(Records of labeled points)
----------------

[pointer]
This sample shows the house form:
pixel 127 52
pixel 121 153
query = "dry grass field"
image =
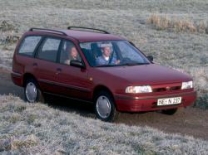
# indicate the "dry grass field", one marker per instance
pixel 174 32
pixel 39 129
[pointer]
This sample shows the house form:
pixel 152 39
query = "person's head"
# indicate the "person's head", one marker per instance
pixel 106 51
pixel 73 52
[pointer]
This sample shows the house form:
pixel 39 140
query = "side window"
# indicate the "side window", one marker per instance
pixel 68 53
pixel 49 49
pixel 29 44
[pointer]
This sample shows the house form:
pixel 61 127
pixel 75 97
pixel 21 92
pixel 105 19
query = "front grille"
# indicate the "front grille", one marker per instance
pixel 166 88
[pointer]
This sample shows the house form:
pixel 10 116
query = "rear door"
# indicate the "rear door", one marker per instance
pixel 46 64
pixel 72 81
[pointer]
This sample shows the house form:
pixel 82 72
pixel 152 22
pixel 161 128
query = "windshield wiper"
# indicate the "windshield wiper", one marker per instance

----------------

Retype all of the entries exactly as written, leaving out any images.

[pointer]
This sample shows the house form:
pixel 127 52
pixel 121 153
query = "dry grass field"
image =
# indicate the "dry grass field", one marker per instance
pixel 174 32
pixel 39 129
[pointer]
This sample shows the house form:
pixel 152 39
query = "person's head"
# indicate the "person's head", one marker per instance
pixel 106 51
pixel 73 52
[pointer]
This sample shows the house form:
pixel 39 140
query = "side window"
# indicate the "side window", one marker per instance
pixel 68 53
pixel 49 49
pixel 29 44
[pointer]
This sample shows the house form:
pixel 61 127
pixel 75 97
pixel 21 92
pixel 105 19
query = "front grille"
# indicate the "front grille", one marker per instance
pixel 166 88
[pointer]
This sample shows the house form:
pixel 10 116
query = "rear door"
# indicate the "rear door", one marker per instance
pixel 46 64
pixel 72 81
[pointer]
This sample shows the house form:
pixel 82 72
pixel 152 22
pixel 161 128
query = "windshield wiper"
# indicate the "windshield wiper", one marker per instance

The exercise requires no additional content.